Required work:
Could you retype every line of the data underneath without altering anything?

(Source data)
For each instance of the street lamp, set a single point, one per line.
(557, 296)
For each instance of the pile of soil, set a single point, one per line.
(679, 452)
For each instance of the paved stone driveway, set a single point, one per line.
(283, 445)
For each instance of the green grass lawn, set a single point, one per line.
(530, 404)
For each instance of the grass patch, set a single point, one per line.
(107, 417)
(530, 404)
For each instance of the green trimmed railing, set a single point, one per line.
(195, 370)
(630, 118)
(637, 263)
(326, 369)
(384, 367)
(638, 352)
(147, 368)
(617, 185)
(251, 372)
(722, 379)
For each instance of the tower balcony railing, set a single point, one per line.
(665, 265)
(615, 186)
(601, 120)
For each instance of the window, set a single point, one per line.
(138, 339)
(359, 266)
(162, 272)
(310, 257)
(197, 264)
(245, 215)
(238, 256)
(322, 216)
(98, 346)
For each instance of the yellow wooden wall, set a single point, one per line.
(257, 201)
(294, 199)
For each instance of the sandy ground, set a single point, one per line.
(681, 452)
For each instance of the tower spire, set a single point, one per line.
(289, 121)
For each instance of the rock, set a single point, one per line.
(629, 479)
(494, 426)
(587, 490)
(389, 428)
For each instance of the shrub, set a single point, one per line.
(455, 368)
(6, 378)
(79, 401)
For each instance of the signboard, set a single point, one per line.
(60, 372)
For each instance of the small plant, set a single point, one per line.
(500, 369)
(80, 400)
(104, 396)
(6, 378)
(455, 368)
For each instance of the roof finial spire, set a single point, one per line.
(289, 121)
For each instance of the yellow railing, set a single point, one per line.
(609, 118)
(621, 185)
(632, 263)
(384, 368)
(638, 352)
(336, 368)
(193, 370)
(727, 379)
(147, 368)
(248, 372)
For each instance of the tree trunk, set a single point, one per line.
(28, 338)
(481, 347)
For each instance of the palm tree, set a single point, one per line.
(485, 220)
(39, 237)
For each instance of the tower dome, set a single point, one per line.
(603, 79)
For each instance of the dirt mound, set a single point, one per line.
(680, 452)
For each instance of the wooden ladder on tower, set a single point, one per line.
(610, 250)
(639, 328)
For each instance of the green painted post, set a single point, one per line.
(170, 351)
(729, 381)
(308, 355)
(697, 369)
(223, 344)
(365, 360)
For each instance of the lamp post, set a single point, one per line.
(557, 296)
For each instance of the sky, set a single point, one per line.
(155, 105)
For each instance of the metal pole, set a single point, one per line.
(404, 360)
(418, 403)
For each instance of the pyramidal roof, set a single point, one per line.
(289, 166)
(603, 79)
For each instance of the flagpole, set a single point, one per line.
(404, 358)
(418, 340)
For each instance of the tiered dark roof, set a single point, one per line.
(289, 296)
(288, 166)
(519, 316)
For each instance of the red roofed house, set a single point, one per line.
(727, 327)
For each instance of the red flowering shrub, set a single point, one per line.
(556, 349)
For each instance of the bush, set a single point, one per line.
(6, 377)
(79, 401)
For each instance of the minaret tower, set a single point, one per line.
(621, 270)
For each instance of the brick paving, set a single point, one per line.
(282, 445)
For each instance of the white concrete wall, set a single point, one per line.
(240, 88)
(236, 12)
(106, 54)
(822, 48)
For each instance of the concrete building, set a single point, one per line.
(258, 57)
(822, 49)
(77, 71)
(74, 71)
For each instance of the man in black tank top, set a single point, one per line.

Solution:
For each instance of the street lamp, set a single point, one per line.
(557, 296)
For each instance of the pile of soil, set a single point, one per line.
(679, 452)
For each instance of the paved stone driveway, set a single point, one per line.
(283, 445)
For each instance of the green grass lawn, set a single point, one per line.
(530, 404)
For each instance of the grass patch, set a single point, one per line.
(107, 417)
(530, 404)
For each instance of the green trimmed railing, set a single point, one per line.
(195, 370)
(630, 118)
(637, 263)
(326, 369)
(384, 367)
(638, 352)
(147, 368)
(617, 185)
(251, 372)
(722, 379)
For each instance of the tower balcony railing, set a single point, one per line.
(665, 265)
(615, 186)
(601, 120)
For each instance of the window, set a single point, one per line.
(138, 339)
(359, 266)
(162, 272)
(310, 257)
(197, 264)
(245, 215)
(238, 256)
(322, 216)
(98, 346)
For each instance of the yellow wooden wall, set a single point, one per line.
(257, 201)
(294, 199)
For each instance of the sandy ground, set a single point, one per line.
(681, 452)
For each instance of the tower spire, set a single point, one per line.
(289, 121)
For each instance of the rock, set a single point, one per line.
(629, 479)
(494, 426)
(587, 490)
(389, 428)
For each instance of the shrub, set a single point, one per line.
(455, 368)
(6, 378)
(79, 401)
For each instance of the signboard, set a single point, one per line.
(60, 372)
For each instance of the small plant, set a single point, one per line.
(500, 369)
(80, 400)
(104, 396)
(6, 378)
(455, 368)
For each instance of the roof finial spire, set a single point, one per line.
(289, 121)
For each instance of the yellow railing, set a single point, one per line.
(609, 118)
(621, 185)
(632, 263)
(384, 368)
(638, 352)
(336, 368)
(193, 370)
(727, 379)
(147, 368)
(248, 372)
For each instance of the tree trunk, set a single point, one per line.
(28, 338)
(481, 347)
For each instance of the palm tree, set a single point, one per line.
(485, 220)
(39, 237)
For each instance of the tower dome, set a single point, one per line.
(603, 79)
For each instance of the dirt mound, set a single point, one per line.
(680, 452)
For each instance of the wooden ladder on tower, set a single point, one per line.
(610, 250)
(639, 328)
For each instance of the green painted post, set a single point, one per line.
(170, 351)
(729, 381)
(308, 355)
(697, 369)
(223, 344)
(365, 360)
For each instance of the lamp post, set a single point, one per line.
(557, 296)
For each instance of the sky, set a single point, one per line.
(155, 105)
For each instance of the metal pole, set a single point, one per line.
(404, 360)
(418, 403)
For each instance of the pyramidal roof, set a single point, one per line.
(289, 166)
(603, 79)
For each instance of the flagpole, set a single point, one per line.
(404, 358)
(418, 340)
For each instance of the tiered dark roof, set a single point, one per line.
(289, 296)
(288, 166)
(519, 316)
For each instance of the red roofed house, set a single point, one per line.
(727, 327)
For each instance of the red flowering shrub, set a single point, one per line.
(556, 349)
For each instance of the bush, set a single point, one per line.
(6, 377)
(79, 401)
For each instance of the minaret tower, set a single point, one per line.
(621, 270)
For each instance of the brick paving, set a single point, one per line.
(282, 445)
For each instance of the white concrete wall, set a single point, one per line.
(240, 88)
(236, 12)
(106, 54)
(822, 48)
For each instance of the concrete building, set a single point, one per line.
(258, 57)
(822, 49)
(77, 71)
(74, 71)
For each instance of the man in black tank top, set a single point, one per line.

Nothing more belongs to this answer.